## Page excerpt
★ ★ ★ ★ ★
Everyone becomes a juggler.

I’ve found myself juggling more and more recently.  I work full-time at the day job, am webmaster for my site as well as TrinityGateways.net, the writing site I co-founded with two close friends.  I’m writing and self-publishing a novella series.  I do the graphics work for the book covers, for the websites I handle.  I’m revising/re-writing a book, gearing up play bridesmaid for another close friend in December, working in a bit of time to read and review novels, doing the social networking thing to promote my work and sites.  Then there’s spending time with family and friends – contact with other people so that I don’t stagnant.  When I think of all the individual tasks glossed over that listing my head spins.

If someone told me five years that I’d be doing this much juggling, I’d have told them “yeah, right.”  Now, when someone mentions it I just give them a long suffering look that says, “I know, have pity on me, get me coffee — the good stuff – so I can keep at it.”

How can anyone get much done, let alone write a book, with so much to do?  Well, I’d say it’s simple but it isn’t.  It’s not complicated, either.  What you have to do is be flexible, be willing to make sacrifices, and think outside the hated box.  (The hated box is a blog entry for another day.)

There are times that I wish I were a hermit, someone who could hole up somewhere with no friends, no internet, no day job, no distractions.  I fantasize about all the work I’d get done, the stories I’d finish.  Then I start thinking of all the fun I’d miss out on, the inspirations I can’t witness, the human contact that encourages and spurs me on.  So I set aside the dream of being a recluse and continue to juggle.
★ ★ ★ ★ ★
Answer these questions from the blog entry on juggling many tasks:
(a) What is the name of the writing site the author co-founded, and with whom?
(b) What role is the author preparing to play in December?
(c) What three things does the author say you have to do to get much done?
The material that comes after this blog entry is drawn from a separate source.

Object-pointing dataset rows
★ ★ ★ ★ ★
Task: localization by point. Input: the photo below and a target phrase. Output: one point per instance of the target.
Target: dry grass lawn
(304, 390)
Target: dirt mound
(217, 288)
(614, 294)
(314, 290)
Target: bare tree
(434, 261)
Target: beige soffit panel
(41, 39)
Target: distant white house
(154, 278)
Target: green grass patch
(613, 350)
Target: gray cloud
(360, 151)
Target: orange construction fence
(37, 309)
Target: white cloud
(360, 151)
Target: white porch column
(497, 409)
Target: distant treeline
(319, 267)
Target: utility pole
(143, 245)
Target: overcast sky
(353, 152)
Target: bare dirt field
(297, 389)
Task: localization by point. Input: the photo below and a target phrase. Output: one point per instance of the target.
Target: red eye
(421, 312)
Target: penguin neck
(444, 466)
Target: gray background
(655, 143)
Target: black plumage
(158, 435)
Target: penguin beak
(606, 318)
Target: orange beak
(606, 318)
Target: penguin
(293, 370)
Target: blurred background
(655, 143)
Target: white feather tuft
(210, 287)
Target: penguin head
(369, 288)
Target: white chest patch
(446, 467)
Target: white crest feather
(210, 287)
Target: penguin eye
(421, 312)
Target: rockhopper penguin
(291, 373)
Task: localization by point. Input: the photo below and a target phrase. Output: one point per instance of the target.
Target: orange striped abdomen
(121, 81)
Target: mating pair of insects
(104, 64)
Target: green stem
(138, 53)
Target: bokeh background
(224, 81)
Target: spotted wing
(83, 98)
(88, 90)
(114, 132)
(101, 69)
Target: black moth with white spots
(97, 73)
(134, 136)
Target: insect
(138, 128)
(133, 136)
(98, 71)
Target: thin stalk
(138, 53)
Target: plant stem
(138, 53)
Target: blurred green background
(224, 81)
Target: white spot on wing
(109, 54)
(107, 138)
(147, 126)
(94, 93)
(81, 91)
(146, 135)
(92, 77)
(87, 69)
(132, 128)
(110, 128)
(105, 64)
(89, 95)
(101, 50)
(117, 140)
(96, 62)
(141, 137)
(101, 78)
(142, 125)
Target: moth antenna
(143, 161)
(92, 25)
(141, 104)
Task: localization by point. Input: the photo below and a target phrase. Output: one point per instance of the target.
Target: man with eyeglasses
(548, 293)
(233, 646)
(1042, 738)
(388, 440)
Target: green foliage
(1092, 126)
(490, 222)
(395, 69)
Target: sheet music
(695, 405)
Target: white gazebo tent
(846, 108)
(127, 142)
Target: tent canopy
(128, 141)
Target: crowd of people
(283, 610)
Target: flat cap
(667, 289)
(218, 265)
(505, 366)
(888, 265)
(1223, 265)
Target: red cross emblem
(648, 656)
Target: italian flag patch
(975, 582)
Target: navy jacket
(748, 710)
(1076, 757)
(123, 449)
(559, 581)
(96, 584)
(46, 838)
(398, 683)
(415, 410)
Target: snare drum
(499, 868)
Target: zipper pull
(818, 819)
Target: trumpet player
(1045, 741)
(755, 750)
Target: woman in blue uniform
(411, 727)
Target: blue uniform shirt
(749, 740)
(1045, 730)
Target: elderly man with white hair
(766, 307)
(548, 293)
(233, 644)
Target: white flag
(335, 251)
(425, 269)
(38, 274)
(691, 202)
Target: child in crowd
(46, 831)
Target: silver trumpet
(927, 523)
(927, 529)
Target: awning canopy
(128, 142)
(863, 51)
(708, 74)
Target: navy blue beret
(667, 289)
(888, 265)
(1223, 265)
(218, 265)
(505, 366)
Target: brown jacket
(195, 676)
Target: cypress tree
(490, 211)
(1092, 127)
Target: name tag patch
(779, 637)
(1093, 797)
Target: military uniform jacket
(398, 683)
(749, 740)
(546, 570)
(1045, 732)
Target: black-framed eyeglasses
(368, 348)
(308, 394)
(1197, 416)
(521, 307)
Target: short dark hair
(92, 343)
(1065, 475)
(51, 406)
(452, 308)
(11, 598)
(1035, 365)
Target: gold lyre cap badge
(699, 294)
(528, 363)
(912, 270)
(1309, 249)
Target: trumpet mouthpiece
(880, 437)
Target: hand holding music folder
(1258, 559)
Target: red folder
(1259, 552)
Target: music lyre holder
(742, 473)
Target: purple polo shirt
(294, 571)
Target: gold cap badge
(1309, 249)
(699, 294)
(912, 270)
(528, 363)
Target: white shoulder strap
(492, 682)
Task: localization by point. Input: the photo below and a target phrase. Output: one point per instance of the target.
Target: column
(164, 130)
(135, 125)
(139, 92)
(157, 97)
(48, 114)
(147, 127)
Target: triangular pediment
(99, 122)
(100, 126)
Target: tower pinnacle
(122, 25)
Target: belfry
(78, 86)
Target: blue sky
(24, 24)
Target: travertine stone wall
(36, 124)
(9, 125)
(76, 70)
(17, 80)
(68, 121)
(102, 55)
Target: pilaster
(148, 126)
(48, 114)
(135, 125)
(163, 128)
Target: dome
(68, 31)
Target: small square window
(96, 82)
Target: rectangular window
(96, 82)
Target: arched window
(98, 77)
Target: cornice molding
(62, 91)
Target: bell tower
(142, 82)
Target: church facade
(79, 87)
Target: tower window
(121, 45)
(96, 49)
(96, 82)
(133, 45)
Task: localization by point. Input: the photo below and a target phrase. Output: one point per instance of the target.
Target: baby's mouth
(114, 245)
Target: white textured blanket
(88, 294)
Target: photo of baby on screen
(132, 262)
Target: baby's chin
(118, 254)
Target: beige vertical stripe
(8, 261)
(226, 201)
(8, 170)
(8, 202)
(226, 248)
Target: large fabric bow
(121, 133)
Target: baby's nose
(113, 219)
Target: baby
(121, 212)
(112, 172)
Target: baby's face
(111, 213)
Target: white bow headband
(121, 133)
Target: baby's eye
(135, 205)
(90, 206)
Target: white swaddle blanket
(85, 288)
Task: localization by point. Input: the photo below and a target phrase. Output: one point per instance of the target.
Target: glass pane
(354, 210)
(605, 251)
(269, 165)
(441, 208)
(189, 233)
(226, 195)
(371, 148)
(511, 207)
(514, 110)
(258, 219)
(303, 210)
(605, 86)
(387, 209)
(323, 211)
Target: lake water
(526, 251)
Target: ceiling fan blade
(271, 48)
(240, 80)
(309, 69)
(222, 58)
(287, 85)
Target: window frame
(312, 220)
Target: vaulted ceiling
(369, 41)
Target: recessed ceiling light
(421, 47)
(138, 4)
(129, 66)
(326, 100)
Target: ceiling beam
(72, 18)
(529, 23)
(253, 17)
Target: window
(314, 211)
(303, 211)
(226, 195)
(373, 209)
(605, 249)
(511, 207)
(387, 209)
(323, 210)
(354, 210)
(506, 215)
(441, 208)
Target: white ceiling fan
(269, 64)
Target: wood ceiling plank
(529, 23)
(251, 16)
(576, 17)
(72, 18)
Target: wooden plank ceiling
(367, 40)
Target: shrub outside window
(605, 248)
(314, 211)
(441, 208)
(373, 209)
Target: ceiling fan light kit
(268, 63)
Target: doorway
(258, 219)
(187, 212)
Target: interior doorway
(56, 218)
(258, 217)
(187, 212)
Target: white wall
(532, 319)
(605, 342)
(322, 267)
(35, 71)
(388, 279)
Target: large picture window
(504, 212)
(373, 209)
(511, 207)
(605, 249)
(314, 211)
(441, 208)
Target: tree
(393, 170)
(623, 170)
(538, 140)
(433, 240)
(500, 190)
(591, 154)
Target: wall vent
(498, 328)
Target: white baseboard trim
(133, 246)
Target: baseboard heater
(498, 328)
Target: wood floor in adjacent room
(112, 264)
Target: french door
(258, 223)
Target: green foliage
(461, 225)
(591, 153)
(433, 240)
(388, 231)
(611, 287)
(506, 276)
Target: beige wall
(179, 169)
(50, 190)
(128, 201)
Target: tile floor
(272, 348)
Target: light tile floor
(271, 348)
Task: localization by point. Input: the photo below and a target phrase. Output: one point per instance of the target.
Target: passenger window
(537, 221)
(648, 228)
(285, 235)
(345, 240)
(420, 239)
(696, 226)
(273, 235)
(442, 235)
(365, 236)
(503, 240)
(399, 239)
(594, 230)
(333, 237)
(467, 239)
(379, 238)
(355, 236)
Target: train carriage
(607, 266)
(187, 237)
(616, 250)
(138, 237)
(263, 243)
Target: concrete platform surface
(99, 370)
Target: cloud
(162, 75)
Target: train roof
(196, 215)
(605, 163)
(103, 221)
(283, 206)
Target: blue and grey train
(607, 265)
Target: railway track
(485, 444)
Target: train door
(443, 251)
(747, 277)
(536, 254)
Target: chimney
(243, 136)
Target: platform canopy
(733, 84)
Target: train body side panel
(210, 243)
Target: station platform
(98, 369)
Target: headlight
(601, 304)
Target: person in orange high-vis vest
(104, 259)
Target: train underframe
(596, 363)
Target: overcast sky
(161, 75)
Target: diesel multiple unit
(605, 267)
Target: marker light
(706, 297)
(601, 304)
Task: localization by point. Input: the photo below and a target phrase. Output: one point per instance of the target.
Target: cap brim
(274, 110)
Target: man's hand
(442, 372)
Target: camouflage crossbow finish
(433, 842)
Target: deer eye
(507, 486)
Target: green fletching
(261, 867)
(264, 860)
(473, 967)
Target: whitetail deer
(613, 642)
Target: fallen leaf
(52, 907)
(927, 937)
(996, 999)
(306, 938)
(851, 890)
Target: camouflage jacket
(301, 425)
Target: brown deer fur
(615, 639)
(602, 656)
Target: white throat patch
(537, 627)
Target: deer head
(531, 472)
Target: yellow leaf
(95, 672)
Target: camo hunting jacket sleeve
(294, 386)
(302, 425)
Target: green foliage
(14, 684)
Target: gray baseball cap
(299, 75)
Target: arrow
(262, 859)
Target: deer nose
★ ★ ★ ★ ★
## Response to this task
(a) TrinityGateways.net, co-founded with two close friends.
(b) Bridesmaid for another close friend.
(c) Be flexible, be willing to make sacrifices, and think outside the hated box.